> [Texte à lire]:
Vu la procédure suivante :
1° Sous le n° 406664, par une requête et un mémoire en réplique, enregistrés le 7 janvier 2017 et le 19 mars 2018 au secrétariat du contentieux du Conseil d'Etat, l'association nationale des supporters demande au Conseil d'Etat :
1°) d'annuler pour excès de pouvoir le décret n° 2016-954 du 28 décembre 2016 précisant les modalités de mise en oeuvre des traitements automatisés de données à caractère personnel relatives au non-respect des dispositions des conditions générales de vente ou du règlement intérieur concernant la sécurité des manifestations sportives à but lucratif ;
2°) de mettre à la charge de l'Etat une somme de 2 500 euros au titre de l'article L. 761-1 du code de justice administrative.
2° Sous le n° 407112, par une requête et un mémoire en réplique, enregistrés le 23 janvier 2017 et le 19 mars 2018 au secrétariat du contentieux du Conseil d'Etat, l'association Tigers demande au Conseil d'Etat :
1°) d'annuler pour excès de pouvoir le décret n° 2016-954 du 28 décembre 2016 précisant les modalités de mise en oeuvre des traitements automatisés de données à caractère personnel relatives au non-respect des dispositions des conditions générales de vente ou du règlement intérieur concernant la sécurité des manifestations sportives à but lucratif ;
2°) de mettre à la charge de l'Etat une somme de 2 500 euros au titre de l'article L. 761-1 du code de justice administrative.

> [Votre consigne]: Poursuivez le texte sur les recours contre le décret n° 2016-954 à partir de sa dernière phrase. Les items qui suivent n'ont aucun lien avec le texte sur les recours contre le décret n° 2016-954.

> [Données extraites]:
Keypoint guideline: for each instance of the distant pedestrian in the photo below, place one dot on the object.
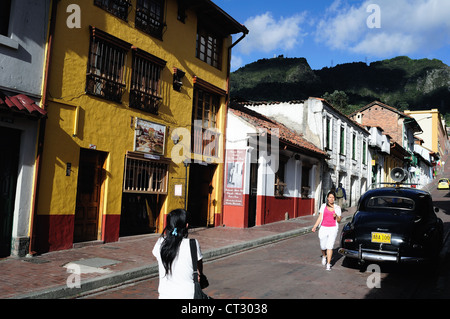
(340, 195)
(172, 250)
(328, 219)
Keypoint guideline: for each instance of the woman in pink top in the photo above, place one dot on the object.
(329, 217)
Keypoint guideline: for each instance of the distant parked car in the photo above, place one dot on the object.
(444, 183)
(393, 224)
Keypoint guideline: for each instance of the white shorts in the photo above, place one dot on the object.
(327, 237)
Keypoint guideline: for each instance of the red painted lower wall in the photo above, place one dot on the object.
(111, 227)
(53, 232)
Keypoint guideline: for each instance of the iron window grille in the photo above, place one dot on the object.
(205, 139)
(145, 176)
(145, 93)
(209, 48)
(119, 8)
(107, 66)
(150, 17)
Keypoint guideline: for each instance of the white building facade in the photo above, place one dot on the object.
(345, 142)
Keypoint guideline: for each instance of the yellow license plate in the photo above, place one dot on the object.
(384, 238)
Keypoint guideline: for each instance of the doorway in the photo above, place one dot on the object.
(200, 191)
(253, 195)
(9, 159)
(140, 213)
(90, 180)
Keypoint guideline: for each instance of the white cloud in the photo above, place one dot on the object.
(407, 26)
(236, 62)
(266, 34)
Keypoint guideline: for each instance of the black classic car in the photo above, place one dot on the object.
(394, 224)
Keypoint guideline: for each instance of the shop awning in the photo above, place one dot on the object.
(20, 104)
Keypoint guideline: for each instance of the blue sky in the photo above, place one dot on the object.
(331, 32)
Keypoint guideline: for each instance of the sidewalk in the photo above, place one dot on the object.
(129, 259)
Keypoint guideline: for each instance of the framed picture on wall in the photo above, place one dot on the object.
(149, 137)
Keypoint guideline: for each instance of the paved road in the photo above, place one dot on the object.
(292, 269)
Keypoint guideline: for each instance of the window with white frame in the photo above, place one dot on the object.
(328, 131)
(342, 140)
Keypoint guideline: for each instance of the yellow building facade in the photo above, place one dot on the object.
(136, 103)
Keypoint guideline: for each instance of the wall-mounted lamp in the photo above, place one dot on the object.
(68, 169)
(175, 138)
(178, 76)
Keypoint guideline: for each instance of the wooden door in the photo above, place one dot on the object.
(9, 158)
(200, 191)
(90, 180)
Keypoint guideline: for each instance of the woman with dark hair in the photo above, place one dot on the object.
(173, 252)
(329, 217)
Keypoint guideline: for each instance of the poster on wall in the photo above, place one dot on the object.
(149, 137)
(234, 178)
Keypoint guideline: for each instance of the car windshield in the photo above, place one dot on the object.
(390, 202)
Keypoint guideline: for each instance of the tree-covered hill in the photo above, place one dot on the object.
(399, 82)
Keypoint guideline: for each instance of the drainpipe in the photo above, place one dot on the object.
(227, 101)
(42, 124)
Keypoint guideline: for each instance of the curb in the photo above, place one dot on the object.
(124, 277)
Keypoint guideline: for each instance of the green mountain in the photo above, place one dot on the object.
(399, 82)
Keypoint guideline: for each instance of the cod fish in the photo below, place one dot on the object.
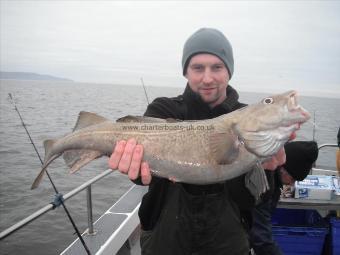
(196, 152)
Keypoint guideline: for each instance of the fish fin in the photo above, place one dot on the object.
(144, 119)
(38, 179)
(256, 181)
(263, 144)
(86, 119)
(48, 144)
(76, 159)
(224, 147)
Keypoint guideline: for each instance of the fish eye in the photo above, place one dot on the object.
(268, 100)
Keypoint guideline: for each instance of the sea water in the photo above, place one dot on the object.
(50, 110)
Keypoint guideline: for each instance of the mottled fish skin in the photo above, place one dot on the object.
(197, 152)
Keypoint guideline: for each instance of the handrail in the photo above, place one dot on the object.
(72, 193)
(328, 145)
(49, 207)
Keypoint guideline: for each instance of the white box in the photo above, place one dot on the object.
(315, 187)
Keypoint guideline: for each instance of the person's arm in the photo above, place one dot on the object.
(261, 232)
(127, 155)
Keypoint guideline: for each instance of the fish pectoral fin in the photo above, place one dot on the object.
(256, 181)
(76, 159)
(144, 119)
(38, 179)
(224, 147)
(86, 119)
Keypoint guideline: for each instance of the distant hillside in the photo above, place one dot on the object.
(29, 76)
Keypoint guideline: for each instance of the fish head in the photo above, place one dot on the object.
(265, 127)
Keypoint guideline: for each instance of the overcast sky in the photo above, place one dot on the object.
(277, 44)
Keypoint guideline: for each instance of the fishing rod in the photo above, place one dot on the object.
(146, 95)
(58, 197)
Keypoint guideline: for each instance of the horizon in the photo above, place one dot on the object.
(286, 45)
(316, 94)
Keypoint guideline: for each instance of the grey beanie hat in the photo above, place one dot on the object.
(208, 40)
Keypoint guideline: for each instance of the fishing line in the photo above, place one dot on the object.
(146, 95)
(59, 199)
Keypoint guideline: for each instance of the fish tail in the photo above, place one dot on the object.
(48, 144)
(42, 172)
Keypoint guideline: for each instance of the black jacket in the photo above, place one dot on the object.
(189, 106)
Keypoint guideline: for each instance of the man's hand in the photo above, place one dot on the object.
(278, 160)
(127, 158)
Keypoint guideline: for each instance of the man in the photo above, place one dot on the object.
(181, 218)
(300, 159)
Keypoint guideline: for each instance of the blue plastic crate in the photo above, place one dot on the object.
(299, 232)
(335, 235)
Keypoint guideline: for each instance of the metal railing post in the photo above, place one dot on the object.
(89, 210)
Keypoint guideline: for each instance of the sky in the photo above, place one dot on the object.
(278, 45)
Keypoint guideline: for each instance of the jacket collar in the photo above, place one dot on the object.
(228, 105)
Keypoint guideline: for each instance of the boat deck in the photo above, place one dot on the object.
(112, 231)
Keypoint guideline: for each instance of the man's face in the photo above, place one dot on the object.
(286, 178)
(208, 76)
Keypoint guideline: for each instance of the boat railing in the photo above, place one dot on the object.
(87, 185)
(51, 206)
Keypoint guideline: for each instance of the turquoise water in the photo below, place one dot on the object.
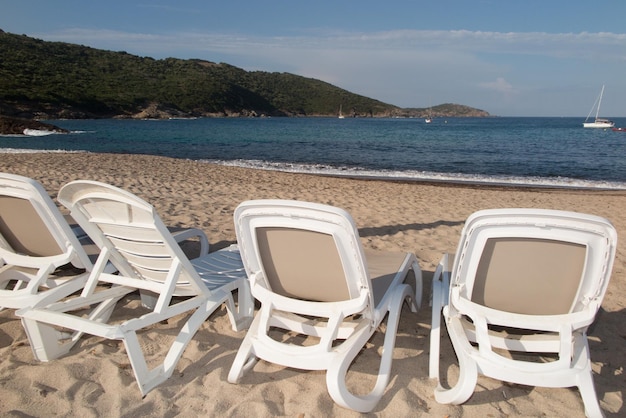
(525, 151)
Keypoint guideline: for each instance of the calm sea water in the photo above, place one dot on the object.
(524, 151)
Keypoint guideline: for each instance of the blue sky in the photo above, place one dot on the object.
(508, 57)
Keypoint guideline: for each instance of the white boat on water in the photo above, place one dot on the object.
(598, 122)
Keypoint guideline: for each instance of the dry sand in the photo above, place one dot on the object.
(95, 379)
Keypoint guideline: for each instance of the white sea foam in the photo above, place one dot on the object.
(35, 151)
(321, 169)
(37, 132)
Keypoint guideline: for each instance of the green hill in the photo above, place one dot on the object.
(60, 80)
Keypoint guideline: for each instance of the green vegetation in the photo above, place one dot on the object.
(55, 79)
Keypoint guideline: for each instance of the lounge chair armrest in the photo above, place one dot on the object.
(183, 234)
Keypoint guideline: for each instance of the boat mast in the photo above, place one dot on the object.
(599, 102)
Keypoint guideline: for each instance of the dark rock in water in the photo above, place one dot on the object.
(16, 126)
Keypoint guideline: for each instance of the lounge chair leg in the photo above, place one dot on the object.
(245, 358)
(468, 370)
(588, 393)
(45, 340)
(336, 374)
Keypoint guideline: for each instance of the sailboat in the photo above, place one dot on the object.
(598, 122)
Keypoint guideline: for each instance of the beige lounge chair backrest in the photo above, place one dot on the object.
(23, 229)
(32, 225)
(302, 264)
(534, 261)
(303, 250)
(529, 276)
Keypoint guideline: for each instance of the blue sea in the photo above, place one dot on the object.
(550, 152)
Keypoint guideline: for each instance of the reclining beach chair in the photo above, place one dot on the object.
(44, 255)
(524, 286)
(41, 258)
(132, 237)
(308, 269)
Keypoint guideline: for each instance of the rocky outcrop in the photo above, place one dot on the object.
(16, 126)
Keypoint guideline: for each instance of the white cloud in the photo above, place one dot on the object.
(500, 85)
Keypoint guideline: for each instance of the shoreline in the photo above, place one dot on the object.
(420, 217)
(446, 179)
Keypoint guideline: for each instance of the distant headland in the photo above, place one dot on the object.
(56, 80)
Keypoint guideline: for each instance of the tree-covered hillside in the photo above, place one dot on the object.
(56, 79)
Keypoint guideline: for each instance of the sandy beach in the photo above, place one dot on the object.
(426, 219)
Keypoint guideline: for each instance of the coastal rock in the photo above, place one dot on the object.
(16, 126)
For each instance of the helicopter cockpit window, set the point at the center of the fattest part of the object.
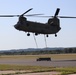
(22, 20)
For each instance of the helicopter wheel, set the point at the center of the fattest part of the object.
(47, 35)
(28, 34)
(36, 34)
(55, 35)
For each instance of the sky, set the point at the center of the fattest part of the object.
(10, 38)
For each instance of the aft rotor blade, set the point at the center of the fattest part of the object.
(27, 11)
(19, 15)
(57, 12)
(66, 17)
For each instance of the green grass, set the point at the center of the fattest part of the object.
(63, 71)
(53, 56)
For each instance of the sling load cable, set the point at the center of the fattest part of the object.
(45, 40)
(35, 40)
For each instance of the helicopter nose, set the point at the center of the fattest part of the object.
(16, 26)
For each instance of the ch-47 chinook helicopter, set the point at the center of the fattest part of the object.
(51, 27)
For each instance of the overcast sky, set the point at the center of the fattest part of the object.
(10, 38)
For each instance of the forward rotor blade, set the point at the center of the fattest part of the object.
(27, 11)
(57, 12)
(66, 17)
(9, 15)
(19, 15)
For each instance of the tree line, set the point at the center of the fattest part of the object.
(57, 51)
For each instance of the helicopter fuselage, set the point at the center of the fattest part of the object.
(36, 27)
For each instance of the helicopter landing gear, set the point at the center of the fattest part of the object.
(47, 35)
(36, 34)
(55, 35)
(28, 34)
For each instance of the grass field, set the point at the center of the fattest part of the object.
(27, 69)
(53, 56)
(35, 69)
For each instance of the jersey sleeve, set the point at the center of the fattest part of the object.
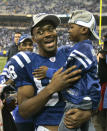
(83, 57)
(50, 72)
(17, 69)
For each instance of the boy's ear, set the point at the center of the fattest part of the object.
(85, 30)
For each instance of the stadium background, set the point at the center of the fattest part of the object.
(16, 15)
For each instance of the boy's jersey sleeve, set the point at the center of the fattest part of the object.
(83, 57)
(50, 72)
(17, 68)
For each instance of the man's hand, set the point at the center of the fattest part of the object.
(40, 73)
(62, 80)
(75, 117)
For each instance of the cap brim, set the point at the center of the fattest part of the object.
(24, 40)
(95, 34)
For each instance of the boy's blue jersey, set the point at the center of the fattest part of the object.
(21, 67)
(84, 57)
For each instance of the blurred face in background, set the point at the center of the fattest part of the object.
(27, 45)
(16, 37)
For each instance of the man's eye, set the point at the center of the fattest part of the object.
(51, 28)
(40, 32)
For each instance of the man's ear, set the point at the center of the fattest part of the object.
(33, 39)
(19, 48)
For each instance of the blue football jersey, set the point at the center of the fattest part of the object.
(4, 76)
(84, 57)
(21, 67)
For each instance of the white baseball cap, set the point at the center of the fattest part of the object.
(86, 19)
(43, 16)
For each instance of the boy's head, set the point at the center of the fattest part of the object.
(25, 43)
(85, 24)
(44, 33)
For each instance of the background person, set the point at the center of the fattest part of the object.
(14, 48)
(25, 43)
(100, 119)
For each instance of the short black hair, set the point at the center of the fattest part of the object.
(49, 21)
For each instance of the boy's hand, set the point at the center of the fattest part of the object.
(40, 73)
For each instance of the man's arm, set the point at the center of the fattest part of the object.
(30, 104)
(75, 117)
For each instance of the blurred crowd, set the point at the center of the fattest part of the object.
(52, 6)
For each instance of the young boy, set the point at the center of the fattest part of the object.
(84, 94)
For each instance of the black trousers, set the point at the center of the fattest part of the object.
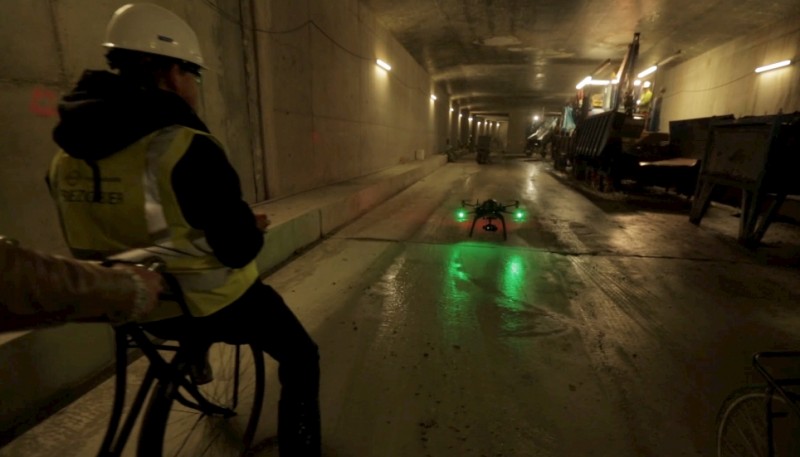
(262, 318)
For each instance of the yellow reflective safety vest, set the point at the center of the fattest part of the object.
(133, 206)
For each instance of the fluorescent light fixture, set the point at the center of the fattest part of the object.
(584, 82)
(648, 71)
(773, 66)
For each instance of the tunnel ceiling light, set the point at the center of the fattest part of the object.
(649, 71)
(772, 66)
(584, 82)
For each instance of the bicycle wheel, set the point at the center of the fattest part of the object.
(742, 426)
(173, 425)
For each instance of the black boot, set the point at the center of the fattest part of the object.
(299, 428)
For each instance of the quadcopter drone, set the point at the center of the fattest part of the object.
(489, 210)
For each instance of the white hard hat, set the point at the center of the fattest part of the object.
(150, 28)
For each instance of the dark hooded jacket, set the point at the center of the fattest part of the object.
(105, 113)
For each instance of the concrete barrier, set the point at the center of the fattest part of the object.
(46, 369)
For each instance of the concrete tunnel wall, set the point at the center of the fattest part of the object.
(292, 91)
(723, 80)
(720, 81)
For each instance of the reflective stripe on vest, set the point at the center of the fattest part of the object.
(137, 208)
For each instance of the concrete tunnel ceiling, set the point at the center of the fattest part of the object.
(498, 55)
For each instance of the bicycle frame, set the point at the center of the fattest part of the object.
(778, 385)
(133, 336)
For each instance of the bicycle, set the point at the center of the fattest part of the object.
(763, 421)
(186, 416)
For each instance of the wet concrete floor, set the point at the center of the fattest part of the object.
(605, 325)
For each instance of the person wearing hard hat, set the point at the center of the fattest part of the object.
(137, 168)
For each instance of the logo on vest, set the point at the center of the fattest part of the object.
(87, 196)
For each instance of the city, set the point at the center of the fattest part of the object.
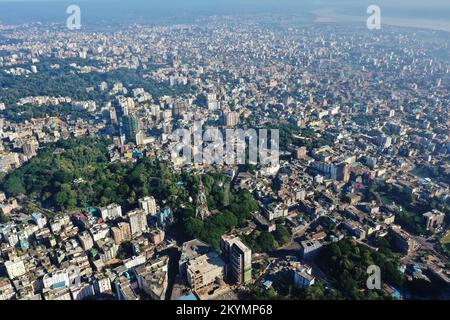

> [Réponse attendue]:
....................................................................................
3° Sous le n° 407200, par une requête et un mémoire en réplique, enregistrés le 25 janvier 2017 et le 19 mars 2018 au secrétariat du contentieux du Conseil d'Etat, l'association de défense et d'assistance juridique des intérêts des supporters demande au Conseil d'Etat :
1°) d'annuler pour excès de pouvoir le décret n° 2016-954 du 28 décembre 2016 précisant les modalités de mise en oeuvre des traitements automatisés de données à caractère personnel relatives au non-respect des dispositions des conditions générales de vente ou du règlement intérieur concernant la sécurité des manifestations sportives à but lucratif ;
2°) de mettre à la charge de l'Etat une somme de 2 500 euros au titre de l'article L. 761-1 du code de justice administrative.
....................................................................................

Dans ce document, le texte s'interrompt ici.